Originally published in Benzinga
By Alex Hicks
School’s out and it’s not coming back, at least not how we know it.
Five months into the year of coronavirus, around 1.2 billion children have shifted out of physical classrooms and schools around the world have stampeded to online learning solutions.
When the immediate health threat subsides, the vast majority will go back to brick-and-mortar schools. But it’s equally clear that K-12 education will never be the same now that teachers and school districts have been forced to overcome their long-held reluctance to embrace online learning tools.
From an investment perspective, it’s important to understand the pain points being felt by teachers and school districts, and which of the myriad ed-tech firms can address them. The Covid-19 crisis brought many of these challenges to the surface, especially for those who’d been slow to incorporate ed-tech solutions.

Check your understanding:
[1] In the article on online learning, condense the paragraph beginning "When the immediate health threat subsides" into two shorter sentences that keep its main facts.
[2] Continue the article on online learning in K-12 education, starting after its final sentence.

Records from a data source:
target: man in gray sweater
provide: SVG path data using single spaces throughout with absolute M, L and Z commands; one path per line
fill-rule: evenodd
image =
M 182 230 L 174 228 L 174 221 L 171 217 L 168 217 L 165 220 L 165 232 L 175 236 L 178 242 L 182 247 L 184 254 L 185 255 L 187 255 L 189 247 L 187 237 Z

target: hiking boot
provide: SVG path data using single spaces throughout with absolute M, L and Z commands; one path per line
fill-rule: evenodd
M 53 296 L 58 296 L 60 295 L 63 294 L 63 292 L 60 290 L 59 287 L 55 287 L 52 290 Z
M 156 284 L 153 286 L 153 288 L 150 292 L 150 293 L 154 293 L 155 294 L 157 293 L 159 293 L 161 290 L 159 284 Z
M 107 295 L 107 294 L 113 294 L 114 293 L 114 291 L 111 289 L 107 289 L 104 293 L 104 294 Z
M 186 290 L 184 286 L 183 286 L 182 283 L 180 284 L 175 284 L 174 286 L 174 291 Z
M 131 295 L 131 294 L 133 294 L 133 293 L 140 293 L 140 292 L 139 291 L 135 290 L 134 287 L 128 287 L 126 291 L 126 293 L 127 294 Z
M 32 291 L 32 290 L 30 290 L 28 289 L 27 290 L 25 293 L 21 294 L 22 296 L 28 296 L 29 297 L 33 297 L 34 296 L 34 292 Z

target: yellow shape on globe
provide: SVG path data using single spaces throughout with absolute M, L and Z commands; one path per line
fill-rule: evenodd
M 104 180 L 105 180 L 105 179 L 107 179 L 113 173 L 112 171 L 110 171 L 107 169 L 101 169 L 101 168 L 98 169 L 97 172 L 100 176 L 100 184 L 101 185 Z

Expected outputs:
[1] Once the immediate health threat subsides, most children will return to brick-and-mortar schools. Even so, K-12 education will never be the same, because teachers and school districts have been forced to overcome their long-held reluctance to embrace online learning tools.

[2]
It’s instructive that there are really three types of approaches to school right now. Some are “brick to click,” putting the priority on a return to school buildings but with a contingency plan to go back to online if events dictate. Others are “click to brick,” aiming to keep students online and bring them back to buildings at a later date. Still, others are taking a hybrid approach, aiming to mix physical classes with online learning.
The common factor is that none of them are contemplating a future without an online element to the way children learn. Covid-19 has taught teachers, students, and school administrators that online learning is an essential part of the education toolbox.
So far, most schools have been using a stopgap mix of tools like video conferencing and free online tools to make it through to the end of the semester. But as they consider long-term needs, there will be more demand for quality, comprehensive solutions from ed-tech providers.
The sector is also getting a lift from the $27 billion in additional federal funding in response to coronavirus, aimed at supporting the shift to online learning and improving outcomes in K-12 and higher education. At MHT, we forecast that U.S. K-12 technology spending will rise to $14.3 billion in 2024 from $11.9 billion in 2019.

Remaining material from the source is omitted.